* [EXCERPTED PASSAGE]:
-=-=-

The resolution sponsored by Sen. Russ Feingold (D-WI) drew the support of 10 other senators across both sides of the aisle, from elder statesmen like Sens. Richard Lugar (R-IN) and Patrick Leahy (D-VT) to the freshman Sen. Ted Kaufman (D-DE). Representing constituents from the Great Lakes to the North Atlantic to the Okefenokee swamplands, they and other senators came together to not only celebrate and evaluate press freedom around the globe, but to also, in the words of the resolution that they co-sponsored in honor of World Press Freedom Day on Sunday, "defend the media from attacks on the independence of the media, and to pay tribute to journalists who have lost their lives in the line of duty."

-=-=-

* [SOURCE DATA]:

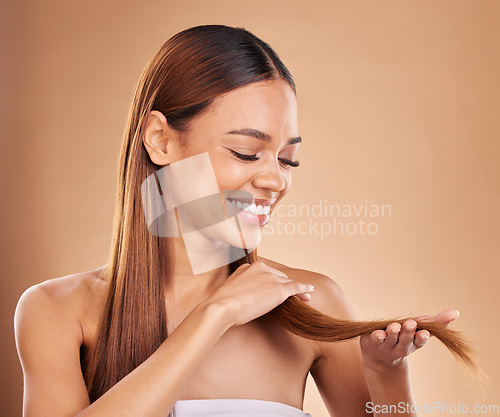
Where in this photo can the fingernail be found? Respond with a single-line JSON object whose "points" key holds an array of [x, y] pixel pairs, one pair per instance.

-=-=-

* [SET EXERCISE]: Write out the passage on the Senate press freedom resolution in full, word for word. The material has no connection to the passage on the Senate press freedom resolution.

* [EXERCISE SOLUTION]:
The resolution sponsored by Sen. Russ Feingold (D-WI) drew the support of 10 other senators across both sides of the aisle, from elder statesmen like Sens. Richard Lugar (R-IN) and Patrick Leahy (D-VT) to the freshman Sen. Ted Kaufman (D-DE). Representing constituents from the Great Lakes to the North Atlantic to the Okefenokee swamplands, they and other senators came together to not only celebrate and evaluate press freedom around the globe, but to also, in the words of the resolution that they co-sponsored in honor of World Press Freedom Day on Sunday, "defend the media from attacks on the independence of the media, and to pay tribute to journalists who have lost their lives in the line of duty."